> [Data records]
__________

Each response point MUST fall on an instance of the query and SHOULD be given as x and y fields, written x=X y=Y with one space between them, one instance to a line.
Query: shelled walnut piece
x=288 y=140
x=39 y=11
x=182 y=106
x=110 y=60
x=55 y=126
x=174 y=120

__________

> [Work instructions] All of the data above should be written out again word for word.

> [Exercise output]
Each response point MUST fall on an instance of the query and SHOULD be given as x and y fields, written x=X y=Y with one space between them, one instance to a line.
Query: shelled walnut piece
x=288 y=140
x=39 y=11
x=182 y=106
x=110 y=60
x=55 y=126
x=174 y=120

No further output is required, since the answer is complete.